= Segundo Imbert =

Dominican politician; 17th Vice President of the Dominican Republic (1887–1889)

Brigadier General Segundo Francisco Imbert del Monte (May 12, 1837 – October 16, 1905) was a Dominican military figure and politician; he was Vice President of the Dominican Republic, Foreign minister, and was candidate for the Presidency of the Dominican Republic.

==Family==
Imbert was born to José María Imbert and María Francisca del Monte; His father, of French descent, was mayor of Moca during the Haitian occupation period from 1822 to 1844. He was born in that city and settled in Puerto Plata since the First Republic, appearing in the regiment of that place as a lieutenant.

He married Manuela Mesnier (whose father was French). He was the paternal grandfather of General Antonio Imbert Barrera.

## [Data excerpt]
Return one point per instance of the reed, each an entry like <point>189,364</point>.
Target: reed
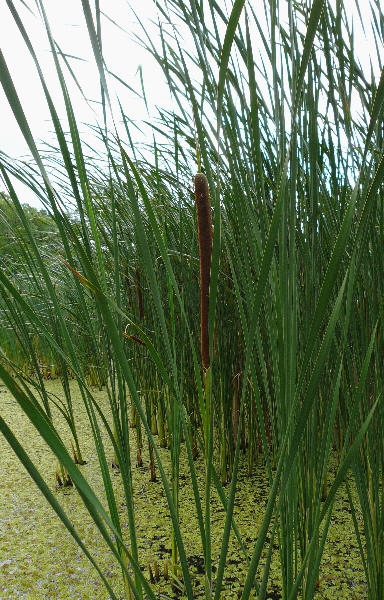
<point>281,365</point>
<point>204,223</point>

## [Stated exercise]
Answer these questions from the Segundo Imbert article:
(a) Which office did Segundo Imbert hold from 1887 to 1889?
(b) Who were his parents?
(c) Which general was his grandson?

## [Result of this task]
(a) He was the 17th Vice President of the Dominican Republic.
(b) His parents were José María Imbert and María Francisca del Monte.
(c) General Antonio Imbert Barrera was his grandson.